◆ BUT DE L'EXERCICE ◆
Pourriez-vous recopier mot pour mot, du début à la fin, l'extrait sur l'attrait des voitures allemandes ?

◆ EXTRAIT DU TEXTE ◆
◆ ◆ ◆
Qui reconnaîtra que l'attrait des voitures allemandes provient essentiellement de leur silhouette agressive, évocatrice de force et de puissance belliqueuse ? Non, jamais de la vie ! Ils vous diront tous que c'est pour leur fiabilité et la qualité de leur motorisation qu'ils ont choisi le véhicule. Parfois, même au mépris des statistiques d'assureurs montrant que les voitures allemandes sont plutôt moins fiables que leurs homologues... italiennes.
◆ ◆ ◆
◆ DONNÉES BRUTES ◆
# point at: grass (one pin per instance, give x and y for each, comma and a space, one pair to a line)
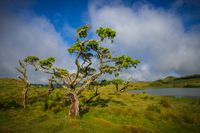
191, 81
108, 113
◆ ◆ ◆
◆ RÉPONSE PROPOSÉE ◆
Qui reconnaîtra que l'attrait des voitures allemandes provient essentiellement de leur silhouette agressive, évocatrice de force et de puissance belliqueuse ? Non, jamais de la vie ! Ils vous diront tous que c'est pour leur fiabilité et la qualité de leur motorisation qu'ils ont choisi le véhicule. Parfois, même au mépris des statistiques d'assureurs montrant que les voitures allemandes sont plutôt moins fiables que leurs homologues... italiennes.